◆ Items ◆
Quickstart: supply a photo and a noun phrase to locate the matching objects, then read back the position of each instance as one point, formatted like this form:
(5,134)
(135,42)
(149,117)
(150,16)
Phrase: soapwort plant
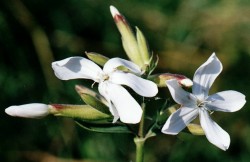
(115,108)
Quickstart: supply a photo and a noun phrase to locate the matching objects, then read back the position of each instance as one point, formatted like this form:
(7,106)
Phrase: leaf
(104,127)
(97,58)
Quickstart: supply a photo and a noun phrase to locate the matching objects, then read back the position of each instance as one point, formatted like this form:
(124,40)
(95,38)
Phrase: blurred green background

◆ Instructions for the task ◆
Render all the records above as a numbered list, one line per item, skipping any blank lines and leaving out the pictures.

◆ Task result ◆
1. Quickstart: supply a photo and a noun phrase to locate the matching objects, then read back the position of each instance as one point, formatted like this form:
2. (5,134)
3. (135,42)
4. (149,117)
5. (150,16)
6. Phrase: soapwort plant
7. (115,108)
8. Quickstart: supply a photo and a noun phrase to locate the matching objects, then read back the position of each instance as one point, formatted like this form:
9. (7,106)
10. Phrase: leaf
11. (104,127)
12. (97,58)
13. Quickstart: supply a photo and a noun phrase to locate the matching objects, then read back the position of each instance as one point, formatted like this form:
14. (124,40)
15. (95,38)
16. Phrase: blurred green background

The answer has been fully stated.